:: Goal ::
Return the records in full, exactly as given.

:: Record excerpts ::
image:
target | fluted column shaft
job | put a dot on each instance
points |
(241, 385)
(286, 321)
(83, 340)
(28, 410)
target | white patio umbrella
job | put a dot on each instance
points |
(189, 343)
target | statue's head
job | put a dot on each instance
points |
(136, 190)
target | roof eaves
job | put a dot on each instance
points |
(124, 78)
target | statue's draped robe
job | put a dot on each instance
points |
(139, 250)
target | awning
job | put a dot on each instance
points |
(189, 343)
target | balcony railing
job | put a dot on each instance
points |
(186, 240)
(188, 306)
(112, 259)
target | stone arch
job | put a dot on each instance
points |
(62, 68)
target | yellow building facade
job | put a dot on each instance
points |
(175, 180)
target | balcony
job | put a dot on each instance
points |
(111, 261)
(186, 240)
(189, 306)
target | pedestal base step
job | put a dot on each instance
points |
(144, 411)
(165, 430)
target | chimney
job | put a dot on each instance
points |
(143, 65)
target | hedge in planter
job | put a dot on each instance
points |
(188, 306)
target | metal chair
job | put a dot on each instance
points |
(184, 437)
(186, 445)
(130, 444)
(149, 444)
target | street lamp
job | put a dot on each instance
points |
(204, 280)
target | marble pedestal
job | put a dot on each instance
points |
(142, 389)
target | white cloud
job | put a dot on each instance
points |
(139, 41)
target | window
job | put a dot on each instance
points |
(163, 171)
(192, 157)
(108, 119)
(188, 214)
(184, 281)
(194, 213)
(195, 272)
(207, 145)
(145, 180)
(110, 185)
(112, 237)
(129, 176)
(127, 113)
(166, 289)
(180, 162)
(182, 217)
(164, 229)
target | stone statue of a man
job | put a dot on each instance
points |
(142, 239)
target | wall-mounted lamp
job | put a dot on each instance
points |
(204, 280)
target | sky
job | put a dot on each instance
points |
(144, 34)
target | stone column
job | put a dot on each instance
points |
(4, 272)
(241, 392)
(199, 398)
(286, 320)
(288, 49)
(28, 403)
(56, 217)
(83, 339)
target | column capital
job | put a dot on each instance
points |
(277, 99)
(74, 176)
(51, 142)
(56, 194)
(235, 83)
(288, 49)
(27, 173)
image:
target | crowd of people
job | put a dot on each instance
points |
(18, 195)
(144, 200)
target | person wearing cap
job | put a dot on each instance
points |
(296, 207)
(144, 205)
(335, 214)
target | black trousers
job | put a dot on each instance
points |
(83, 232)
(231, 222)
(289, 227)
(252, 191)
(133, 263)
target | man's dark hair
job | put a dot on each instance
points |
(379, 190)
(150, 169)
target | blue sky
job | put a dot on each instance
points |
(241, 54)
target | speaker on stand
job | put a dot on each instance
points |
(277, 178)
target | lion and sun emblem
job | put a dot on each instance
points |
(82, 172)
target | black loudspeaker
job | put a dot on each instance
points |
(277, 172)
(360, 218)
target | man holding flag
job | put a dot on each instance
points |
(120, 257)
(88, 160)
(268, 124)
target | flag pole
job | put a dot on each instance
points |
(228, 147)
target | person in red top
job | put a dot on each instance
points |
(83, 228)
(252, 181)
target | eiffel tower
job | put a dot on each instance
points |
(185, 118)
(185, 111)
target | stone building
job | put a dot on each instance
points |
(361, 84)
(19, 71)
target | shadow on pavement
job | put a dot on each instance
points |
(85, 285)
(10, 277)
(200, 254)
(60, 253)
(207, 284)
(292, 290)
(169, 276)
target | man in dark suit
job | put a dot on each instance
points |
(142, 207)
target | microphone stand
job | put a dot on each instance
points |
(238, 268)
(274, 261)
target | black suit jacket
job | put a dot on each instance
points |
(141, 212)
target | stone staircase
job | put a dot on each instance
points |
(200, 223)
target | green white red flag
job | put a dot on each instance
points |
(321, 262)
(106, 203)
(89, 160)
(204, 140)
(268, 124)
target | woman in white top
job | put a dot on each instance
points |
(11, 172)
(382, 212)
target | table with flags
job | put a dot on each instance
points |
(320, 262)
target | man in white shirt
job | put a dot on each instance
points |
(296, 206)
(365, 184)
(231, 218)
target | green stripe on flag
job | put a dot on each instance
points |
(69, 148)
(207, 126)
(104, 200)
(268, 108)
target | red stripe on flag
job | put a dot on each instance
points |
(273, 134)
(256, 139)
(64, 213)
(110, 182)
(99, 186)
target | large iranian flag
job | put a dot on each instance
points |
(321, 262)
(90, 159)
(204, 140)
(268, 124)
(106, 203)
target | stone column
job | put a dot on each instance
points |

:: Response to the exercise ::
image:
target | fluted column shaft
job | put a dot on each instance
points |
(241, 385)
(286, 321)
(83, 340)
(28, 410)
target | white patio umbrella
job | put a dot on each instance
points |
(189, 343)
target | statue's head
job | put a dot on each instance
points |
(136, 190)
target | roof eaves
job | put a dot on each instance
points |
(124, 78)
target | statue's draped robe
job | put a dot on each instance
points |
(139, 250)
target | awning
job | put a dot on each instance
points |
(189, 343)
target | balcony railing
job | put a dot on each instance
points |
(186, 240)
(188, 306)
(112, 259)
target | stone arch
job | put a dot on each instance
points |
(62, 68)
target | yellow building facade
job | put a dot on each instance
points |
(175, 180)
target | balcony
job | put a dot on each instance
points |
(111, 261)
(186, 240)
(189, 306)
target | pedestal base step
job | put a dot on each instance
points |
(144, 411)
(165, 430)
target | chimney
job | put a dot on each instance
points |
(143, 65)
target | hedge in planter
job | put a dot on each instance
points |
(188, 306)
target | metal chair
job | put a dot on each instance
points |
(184, 437)
(186, 445)
(130, 444)
(149, 444)
target | street lamp
job | put a dot on each instance
points |
(204, 280)
target | marble pedestal
job | put a dot on each instance
points |
(142, 389)
target | white cloud
job | put a dot on each instance
points |
(139, 41)
target | window
job | put a dot on each instance
points |
(163, 171)
(192, 157)
(108, 119)
(188, 214)
(184, 281)
(194, 213)
(195, 272)
(207, 145)
(145, 180)
(110, 185)
(112, 237)
(129, 176)
(127, 113)
(166, 289)
(180, 162)
(182, 217)
(164, 229)
target | stone statue of a man
job | put a dot on each instance
points |
(142, 239)
target | wall-mounted lamp
job | put a dot on each instance
points |
(204, 280)
target | sky
job | put a dot on each instance
points |
(144, 34)
target | stone column
job | put a dot on each instance
points |
(4, 272)
(241, 392)
(199, 398)
(286, 320)
(288, 49)
(28, 403)
(56, 217)
(83, 339)
target | column capital
job | put a dot on each instance
points |
(277, 99)
(74, 176)
(51, 142)
(56, 194)
(235, 83)
(288, 49)
(27, 173)
image:
target | crowd of people
job | put a dot on each instance
points |
(18, 195)
(144, 200)
target | person wearing cap
job | put a dot on each instance
points |
(296, 207)
(144, 205)
(335, 214)
target | black trousers
job | put a dot on each instance
points |
(83, 232)
(231, 222)
(289, 227)
(252, 191)
(133, 263)
target | man's dark hair
job | put a dot on each instance
points |
(379, 190)
(150, 169)
target | blue sky
job | put a dot on each instance
points |
(241, 54)
target | speaker on stand
job | put a dot on each instance
points |
(277, 178)
target | lion and sun emblem
job | put a dot on each instance
points |
(82, 172)
target | black loudspeaker
job | put a dot on each instance
points |
(277, 172)
(360, 218)
target | man holding flag
job | put a dot on each instance
points |
(120, 257)
(88, 160)
(268, 124)
target | flag pole
job | put a dot on each instance
points |
(228, 147)
target | person in red top
job | put a dot on each instance
points |
(83, 228)
(252, 181)
target | eiffel tower
job | put a dot on each instance
points |
(185, 118)
(185, 111)
target | stone building
job | put a dot on each instance
points |
(361, 84)
(19, 71)
target | shadow on pavement
job | put a dot on each instance
points |
(85, 285)
(10, 277)
(200, 254)
(60, 253)
(207, 284)
(292, 290)
(169, 276)
target | man in dark suit
job | put a dot on each instance
points |
(142, 207)
target | microphone stand
job | put a dot on each instance
points |
(238, 268)
(274, 261)
target | black suit jacket
job | put a dot on each instance
points |
(141, 212)
target | stone staircase
job | put a dot on each instance
points |
(200, 223)
target | green white red flag
job | put a dot on each instance
points |
(321, 262)
(106, 203)
(89, 160)
(204, 140)
(268, 124)
target | woman in white top
job | put a dot on each instance
points |
(11, 172)
(382, 212)
target | table with flags
job | put a dot on each instance
points |
(320, 262)
target | man in white shirt
job | put a dot on each instance
points |
(296, 206)
(365, 184)
(231, 218)
target | green stripe on flag
job | put a dot on each instance
points |
(69, 148)
(207, 126)
(104, 200)
(268, 108)
target | red stripe on flag
job | put a dot on each instance
points |
(273, 134)
(256, 139)
(64, 213)
(110, 182)
(99, 186)
target | large iranian flag
job | put a dot on each instance
points |
(321, 262)
(90, 159)
(204, 140)
(268, 124)
(106, 203)
target | stone column
job | put a dot on each instance
points |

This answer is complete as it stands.